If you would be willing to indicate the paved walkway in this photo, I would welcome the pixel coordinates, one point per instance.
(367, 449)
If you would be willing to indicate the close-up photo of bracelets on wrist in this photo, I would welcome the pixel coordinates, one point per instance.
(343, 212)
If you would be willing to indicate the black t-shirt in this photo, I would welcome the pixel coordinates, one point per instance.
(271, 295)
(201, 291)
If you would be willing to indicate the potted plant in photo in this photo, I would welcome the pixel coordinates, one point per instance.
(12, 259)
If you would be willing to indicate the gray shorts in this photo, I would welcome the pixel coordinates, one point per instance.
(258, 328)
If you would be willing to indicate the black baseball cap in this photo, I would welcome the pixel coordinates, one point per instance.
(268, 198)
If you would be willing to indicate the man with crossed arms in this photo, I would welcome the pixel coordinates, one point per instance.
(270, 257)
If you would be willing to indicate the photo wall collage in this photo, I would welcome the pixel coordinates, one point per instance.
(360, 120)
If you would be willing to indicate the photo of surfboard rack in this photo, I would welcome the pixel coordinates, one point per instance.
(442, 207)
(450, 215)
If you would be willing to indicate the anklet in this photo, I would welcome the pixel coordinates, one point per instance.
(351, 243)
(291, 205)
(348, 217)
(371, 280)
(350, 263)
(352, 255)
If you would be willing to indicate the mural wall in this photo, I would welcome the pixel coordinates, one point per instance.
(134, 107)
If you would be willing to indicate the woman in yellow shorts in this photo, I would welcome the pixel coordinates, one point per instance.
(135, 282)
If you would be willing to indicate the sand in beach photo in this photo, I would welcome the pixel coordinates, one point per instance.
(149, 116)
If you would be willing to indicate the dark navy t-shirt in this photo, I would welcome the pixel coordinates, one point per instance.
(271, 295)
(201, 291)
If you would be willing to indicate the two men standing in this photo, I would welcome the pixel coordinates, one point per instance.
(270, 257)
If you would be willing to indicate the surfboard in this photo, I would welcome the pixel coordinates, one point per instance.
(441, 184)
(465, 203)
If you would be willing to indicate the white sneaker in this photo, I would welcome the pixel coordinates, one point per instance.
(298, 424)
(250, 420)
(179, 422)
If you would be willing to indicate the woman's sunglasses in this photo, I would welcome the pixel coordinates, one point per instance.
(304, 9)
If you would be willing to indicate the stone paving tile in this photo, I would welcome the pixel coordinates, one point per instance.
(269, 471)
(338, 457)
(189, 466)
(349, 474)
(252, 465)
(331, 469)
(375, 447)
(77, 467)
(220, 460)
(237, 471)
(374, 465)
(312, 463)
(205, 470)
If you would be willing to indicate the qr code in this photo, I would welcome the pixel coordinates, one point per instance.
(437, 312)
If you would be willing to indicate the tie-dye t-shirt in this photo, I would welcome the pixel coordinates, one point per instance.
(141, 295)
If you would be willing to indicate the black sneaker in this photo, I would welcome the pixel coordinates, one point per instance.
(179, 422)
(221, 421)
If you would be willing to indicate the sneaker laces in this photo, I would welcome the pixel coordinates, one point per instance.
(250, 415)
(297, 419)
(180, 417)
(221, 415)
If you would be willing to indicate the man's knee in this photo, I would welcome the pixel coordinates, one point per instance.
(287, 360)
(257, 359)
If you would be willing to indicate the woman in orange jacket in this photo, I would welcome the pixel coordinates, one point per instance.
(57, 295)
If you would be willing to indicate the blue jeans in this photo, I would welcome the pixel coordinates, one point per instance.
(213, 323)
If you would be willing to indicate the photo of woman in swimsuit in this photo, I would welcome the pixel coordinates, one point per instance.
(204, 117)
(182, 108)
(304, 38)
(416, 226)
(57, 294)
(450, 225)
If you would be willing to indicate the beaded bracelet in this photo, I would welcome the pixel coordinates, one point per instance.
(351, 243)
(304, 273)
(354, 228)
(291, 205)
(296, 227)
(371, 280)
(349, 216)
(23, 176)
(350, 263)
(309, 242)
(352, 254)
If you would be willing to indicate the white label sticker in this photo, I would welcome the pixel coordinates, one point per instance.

Work to be completed: Which lines run from the one containing "If you would be willing to indicate the black sneaker" to the final line of the entries? Return those lines exactly, and only those.

Your solution:
If you would be willing to indicate the black sneaker in this photo, I would welcome the pixel coordinates, one point per instance.
(179, 422)
(221, 421)
If you would be willing to indicate the sneaker laces in this photo, I would welcome the pixel coordinates, one point per instance.
(250, 415)
(297, 419)
(180, 417)
(221, 415)
If you would be willing to indicate the man's knee in this photo, I would welcome the pixel coordinates, one point per instance.
(287, 360)
(257, 359)
If you would be willing to indicate the woman in orange jacket in this photo, I would welcome the pixel coordinates, one point per instance.
(57, 295)
If you would be willing to indicate the blue jeans in this photo, I would welcome the pixel coordinates, one point per instance.
(213, 323)
If you would be willing to indicate the photo of woman in swimsuit in this photo, I would welcome the pixel coordinates, one point per instance.
(204, 117)
(182, 108)
(304, 38)
(416, 226)
(57, 294)
(450, 225)
If you would be willing to indicate the beaded bracelet in this photo, I would welcome the pixel coordinates, one point per instance.
(351, 243)
(304, 273)
(354, 228)
(291, 205)
(296, 227)
(371, 280)
(349, 216)
(23, 176)
(350, 263)
(309, 242)
(352, 254)
If you would be willing to indicate the white label sticker in this photo, I would welcome the pixel coordinates, one point per instance.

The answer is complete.